__Exercise directions__. Replace "boy's leg" with "child's leg" in the entries, starting at the beginning and ending at the line that contains "POLYGON ((386 248, 395", and change nothing else. Leave the pictures out of the answer.

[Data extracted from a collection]
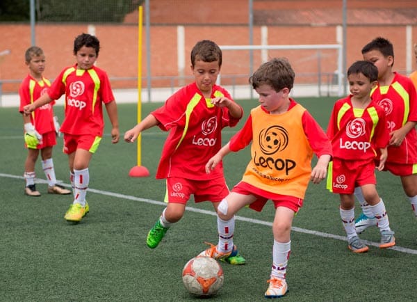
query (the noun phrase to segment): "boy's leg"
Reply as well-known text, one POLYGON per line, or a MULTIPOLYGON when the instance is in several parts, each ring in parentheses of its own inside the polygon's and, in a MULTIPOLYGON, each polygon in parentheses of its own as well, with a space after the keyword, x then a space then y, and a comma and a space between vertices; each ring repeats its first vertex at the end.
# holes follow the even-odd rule
MULTIPOLYGON (((168 204, 168 206, 170 204, 168 204)), ((185 208, 185 207, 184 207, 185 208)), ((146 244, 151 248, 155 248, 159 244, 170 227, 174 223, 168 221, 165 217, 165 207, 162 212, 161 217, 158 219, 154 227, 149 230, 146 237, 146 244)))
POLYGON ((83 170, 74 170, 74 199, 65 213, 64 218, 67 221, 79 222, 90 211, 85 200, 87 189, 90 182, 88 168, 83 170))
MULTIPOLYGON (((234 214, 242 207, 253 202, 254 199, 254 196, 252 195, 231 192, 220 202, 218 207, 218 244, 217 246, 211 244, 210 248, 200 253, 199 255, 229 262, 228 257, 238 255, 237 247, 233 243, 234 214)), ((235 259, 235 260, 237 260, 235 259)), ((244 258, 240 260, 242 260, 240 263, 232 263, 232 259, 229 260, 231 264, 243 264, 245 263, 244 258)))
POLYGON ((60 195, 68 195, 71 191, 65 189, 63 186, 56 184, 56 177, 55 176, 55 168, 54 167, 54 160, 49 157, 42 161, 42 168, 43 169, 47 180, 48 182, 48 193, 60 195))
POLYGON ((354 225, 354 197, 353 194, 340 194, 341 207, 339 209, 341 218, 346 235, 348 247, 354 253, 365 253, 369 248, 359 237, 354 225))
POLYGON ((386 248, 395 246, 395 239, 394 237, 394 232, 389 227, 388 214, 386 214, 385 205, 382 199, 380 199, 379 202, 376 205, 370 205, 369 207, 378 221, 377 225, 381 232, 381 244, 379 244, 379 248, 386 248))
POLYGON ((401 176, 401 183, 404 192, 410 200, 414 216, 417 217, 417 174, 401 176))
POLYGON ((358 234, 361 234, 368 228, 377 225, 377 221, 375 216, 373 216, 369 205, 365 200, 362 189, 360 186, 354 188, 354 196, 359 202, 361 208, 362 209, 362 212, 354 221, 356 231, 358 234))
POLYGON ((266 298, 279 298, 288 292, 286 268, 291 252, 291 231, 295 212, 286 207, 277 207, 272 224, 274 246, 272 266, 266 298))

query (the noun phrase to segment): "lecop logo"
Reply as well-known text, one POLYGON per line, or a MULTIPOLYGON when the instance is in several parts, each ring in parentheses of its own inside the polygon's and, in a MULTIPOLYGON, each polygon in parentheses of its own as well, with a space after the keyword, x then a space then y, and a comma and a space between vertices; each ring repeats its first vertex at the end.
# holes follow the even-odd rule
POLYGON ((389 99, 382 99, 378 104, 380 106, 384 108, 384 111, 385 111, 385 115, 388 116, 393 112, 393 102, 389 99))
POLYGON ((71 97, 76 97, 84 93, 84 83, 76 81, 70 85, 70 95, 71 97))
POLYGON ((365 134, 365 120, 355 118, 346 125, 346 135, 350 138, 356 138, 365 134))
POLYGON ((208 120, 204 120, 202 123, 202 132, 204 135, 208 135, 213 133, 217 128, 217 117, 213 116, 208 120))
POLYGON ((259 147, 266 155, 282 151, 288 144, 288 133, 281 126, 271 126, 259 133, 259 147))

__Answer for this exercise__.
query (the noun phrase to segment): "child's leg"
Reply as well-known text, one POLYGON per line, or a MULTIPOLYGON when the instance is in several parts, each ring in parentheses of its own inside the polygon's and, in a MULTIPOLYGON, each polygon in parentheses of its own as well, with a space after the keyword, x then a space then y, and a comma and a space between vertices; each ring repeats its first vertex at the end.
# holes follow the even-odd rule
MULTIPOLYGON (((168 204, 168 206, 170 204, 168 204)), ((185 208, 185 207, 184 207, 185 208)), ((146 244, 151 248, 155 248, 159 244, 170 227, 174 223, 168 221, 165 217, 165 207, 162 212, 161 217, 158 219, 154 227, 149 230, 146 237, 146 244)))
POLYGON ((83 170, 74 170, 74 199, 65 213, 64 218, 67 221, 79 222, 90 211, 85 200, 87 189, 90 182, 88 168, 83 170))
MULTIPOLYGON (((234 214, 242 207, 253 202, 254 199, 254 196, 252 195, 231 192, 220 202, 218 207, 218 244, 217 246, 211 244, 210 248, 200 253, 199 255, 229 262, 228 257, 238 255, 237 247, 233 243, 234 214)), ((235 259, 235 260, 237 260, 235 259)), ((244 258, 240 260, 242 260, 240 263, 232 263, 232 259, 229 260, 231 264, 243 264, 245 263, 244 258)))
POLYGON ((60 195, 68 195, 71 191, 65 189, 63 186, 56 184, 56 177, 55 176, 55 168, 54 167, 54 160, 49 157, 42 161, 42 168, 43 169, 47 180, 48 182, 48 193, 60 195))
POLYGON ((354 225, 354 197, 353 194, 340 194, 341 207, 339 209, 341 218, 346 235, 348 247, 354 253, 365 253, 369 248, 359 237, 354 225))
POLYGON ((386 248, 395 246, 395 239, 394 237, 394 232, 389 227, 388 214, 386 214, 385 205, 382 199, 380 199, 379 202, 376 205, 370 205, 369 207, 378 221, 377 225, 381 232, 381 244, 379 244, 379 248, 386 248))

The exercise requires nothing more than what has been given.